Belirtilen amaç a
Kayıtlarda "truss" kelimesinin geçtiği satırları bul ve hepsini aynen aktar.

ELEŞTİRİ: NAZİF TOPÇUOĞLU SERGİSİ GALERİ NEV'DEYDİ...
Mayıs, 2010
“Geçen on küsur yıl
içinde işlerimde ağır basan eğilim, zaman, hafıza ve kayıp ile
sürekli bir hesaplaşma gibi görünüyor. Nesnelerin -ve
insanların- geçiciliği ile başa çıkabilmek için, idealize
ettiğim bir geçmişin bulanık ve kusurlu görüntülerini yeniden
yaratmaya çalıştığım söylenebilir. Bu davranış, "zamanı
dondurmaya" çalışmak olarak da tanımlanabilir!
"Natürmort'lar ve insan içeren teatral sahnelerden oluşan bu
fotoğraflarda, sanat tarihine çeşitli göndermeler bulunabilir.”
1
Nazif Topçuoğlu
©Nazif
Topçuoğlu, Küçük Bir Sıçrayış, 2009
Kapı
Duvar… Zile Bas Biri Açar…
Nazif
Topçuoğlu’nun Mısır Apartmanı’ndaki, kapısı duvar ama illa
ki zili var olan Galeri Nev’de sergilediği işleri, 30 Nisan - 29
Mayıs 2010 tarihleri arasında fotoğraf severlerin beğenisine
sunuldu. Toplam 12 işten oluşan sergi, -“Triptik” adlı işi de
tek bir iş olarak saydığımız vakit- oldukça büyük ölçekli
lambda2
baskılardan oluşuyordu. Baskılar oldukça kaliteliydi. Fakat
birçok çerçevenin camı acemi katilin kim olduğunu kolayca
bulabileceğimiz parmak izleriyle doluydu. “Ey
Katil! Bir daha eldiven kullan…”
Topçuoğlu’nun
2006’da ürettiği, “Yeni Dünya” serisinden bir ayrık otu da,
yeni kardeşlerine her ne hikmetse -tecrübesiyle olsa gerek- sergi
de eşlik ediyordu. Galeri yetkilisine bu fotoğrafın mahiyetini
sorduğumda, sadece sergiye dâhil olmadığını ve bu yüzden de
diğerlerinden farklı olarak altında herhangi bir açıklayıcı
bilgi almadığını öğrenebildim. Belki de her daim oradaydı.
Galeri
Nev’in sergileme anlayış ve mekânını oldukça başarılı
bulmakla birlikte, galeride görevli şahısların -O anda 2 kişi
vardı- hayli donuk olduklarının altını çizmek zorundayım. Bu
hususta detayı lüzumlu görmüyorum. Galeriye gitmiş olanlar ya da
bir başka sergi vesilesiyle gidecekler, kastettiğimi tecrübe etmiş
ya da edecek olanlardır.

Sağlanan veriler
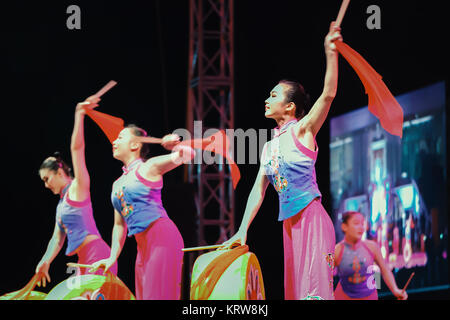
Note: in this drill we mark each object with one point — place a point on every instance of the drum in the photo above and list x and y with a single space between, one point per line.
91 287
242 280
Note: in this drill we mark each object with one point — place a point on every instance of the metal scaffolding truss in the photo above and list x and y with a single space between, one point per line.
211 101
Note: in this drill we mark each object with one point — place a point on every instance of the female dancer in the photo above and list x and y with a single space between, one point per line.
74 217
355 263
136 197
288 163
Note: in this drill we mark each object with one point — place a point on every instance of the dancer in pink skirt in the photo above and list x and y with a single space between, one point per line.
355 263
136 197
74 217
288 163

Belirtilen amaç b
Sergi eleştirisine göre Nazif Topçuoğlu'nun Galeri Nev'deki işleri hangi tarihler arasında gösterildi?

Tam yanıt a
Note: in this drill we mark each object with one point — place a point on every instance of the metal scaffolding truss in the photo above and list x and y with a single space between, one point per line.

Tam yanıt b
30 Nisan - 29 Mayıs 2010 tarihleri arasında.